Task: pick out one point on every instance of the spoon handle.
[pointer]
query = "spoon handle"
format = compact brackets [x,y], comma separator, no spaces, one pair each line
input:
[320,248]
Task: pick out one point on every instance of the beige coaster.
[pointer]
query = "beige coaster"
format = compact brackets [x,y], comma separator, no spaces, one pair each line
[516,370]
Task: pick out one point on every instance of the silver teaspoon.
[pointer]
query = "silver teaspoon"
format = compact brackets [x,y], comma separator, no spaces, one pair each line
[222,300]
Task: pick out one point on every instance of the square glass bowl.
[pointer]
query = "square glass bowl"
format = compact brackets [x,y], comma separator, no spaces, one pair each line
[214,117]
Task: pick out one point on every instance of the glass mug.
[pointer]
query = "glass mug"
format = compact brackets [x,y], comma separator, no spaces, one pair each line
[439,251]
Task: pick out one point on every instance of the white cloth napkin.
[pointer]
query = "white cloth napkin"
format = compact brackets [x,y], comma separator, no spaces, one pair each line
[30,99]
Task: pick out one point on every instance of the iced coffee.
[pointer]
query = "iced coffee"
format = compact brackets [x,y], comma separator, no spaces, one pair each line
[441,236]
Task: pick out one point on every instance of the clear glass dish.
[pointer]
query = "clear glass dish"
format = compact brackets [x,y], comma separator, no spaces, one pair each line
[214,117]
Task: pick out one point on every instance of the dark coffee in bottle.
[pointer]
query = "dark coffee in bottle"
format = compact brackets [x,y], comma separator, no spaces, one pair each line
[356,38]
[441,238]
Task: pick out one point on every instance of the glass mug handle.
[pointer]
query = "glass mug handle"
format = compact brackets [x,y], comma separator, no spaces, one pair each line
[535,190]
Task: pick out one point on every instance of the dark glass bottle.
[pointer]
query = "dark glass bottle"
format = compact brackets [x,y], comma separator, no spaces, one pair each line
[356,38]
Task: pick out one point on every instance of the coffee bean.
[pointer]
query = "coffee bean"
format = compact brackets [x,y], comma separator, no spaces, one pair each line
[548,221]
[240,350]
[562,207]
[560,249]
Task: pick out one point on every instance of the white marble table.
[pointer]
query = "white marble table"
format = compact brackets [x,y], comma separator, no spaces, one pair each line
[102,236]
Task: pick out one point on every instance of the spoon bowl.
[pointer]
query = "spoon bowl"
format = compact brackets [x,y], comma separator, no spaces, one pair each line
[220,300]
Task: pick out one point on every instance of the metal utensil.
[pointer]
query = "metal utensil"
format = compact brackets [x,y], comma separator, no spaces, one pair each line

========================================

INSTRUCTIONS FOR THE TASK: Take the lines above and print them exactly.

RESULT OF THIS EXERCISE:
Task: pick out one point on every instance of the spoon handle.
[pointer]
query = "spoon handle"
format = compact brackets [x,y], comma separator, no spaces, one pair each line
input:
[320,248]
Task: pick out one point on every instance of the beige coaster.
[pointer]
query = "beige coaster"
format = compact brackets [x,y], comma separator, no spaces, one pair each line
[516,370]
Task: pick out one point on every instance of the silver teaspoon.
[pointer]
query = "silver teaspoon"
format = compact brackets [x,y], comma separator, no spaces, one pair each line
[222,300]
Task: pick out one point on every instance of the square glass bowl.
[pointer]
query = "square glass bowl"
format = compact brackets [x,y], comma separator, no spaces, one pair each line
[214,117]
Task: pick out one point on every instance of the glass mug.
[pointer]
query = "glass mug"
format = compact brackets [x,y], comma separator, no spaces, one pair each line
[439,251]
Task: pick out one point on every instance of the white cloth napkin.
[pointer]
query = "white cloth napkin"
format = compact brackets [x,y], comma separator, no spaces, one pair each line
[30,99]
Task: pick out one point on every instance of the iced coffee.
[pointer]
query = "iced coffee"
format = compact brackets [x,y], comma separator, no spaces, one pair each line
[441,236]
Task: pick out one point on every instance of the clear glass dish.
[pointer]
query = "clear glass dish"
format = compact brackets [x,y], comma separator, no spaces, one pair each line
[214,117]
Task: pick out one point on every instance of the dark coffee in bottle.
[pointer]
query = "dark coffee in bottle"
format = compact brackets [x,y], comma separator, no spaces, one pair each line
[356,38]
[441,238]
Task: pick out one point on every instance of the glass mug handle.
[pointer]
query = "glass mug handle"
format = compact brackets [x,y], comma separator, no spaces, one pair each line
[535,190]
Task: pick out one point on every instance of the dark glass bottle.
[pointer]
query = "dark glass bottle"
format = compact brackets [x,y], comma separator, no spaces, one pair each line
[356,38]
Task: pick out one point on every instance of the coffee bean.
[pointer]
query = "coffee bean"
format = compact brackets [x,y], comma separator, no spaces, one pair each line
[548,221]
[240,350]
[562,207]
[560,249]
Task: pick out one point on every instance of the white marble table.
[pointer]
query = "white marble table"
format = compact brackets [x,y], comma separator, no spaces, one pair each line
[102,236]
Task: pick out one point on every instance of the spoon bowl.
[pointer]
query = "spoon bowl"
format = compact brackets [x,y], comma separator, no spaces, one pair each line
[220,300]
Task: pick out one point on every instance of the metal utensil.
[pointer]
query = "metal utensil"
format = compact brackets [x,y], comma separator, no spaces, one pair each line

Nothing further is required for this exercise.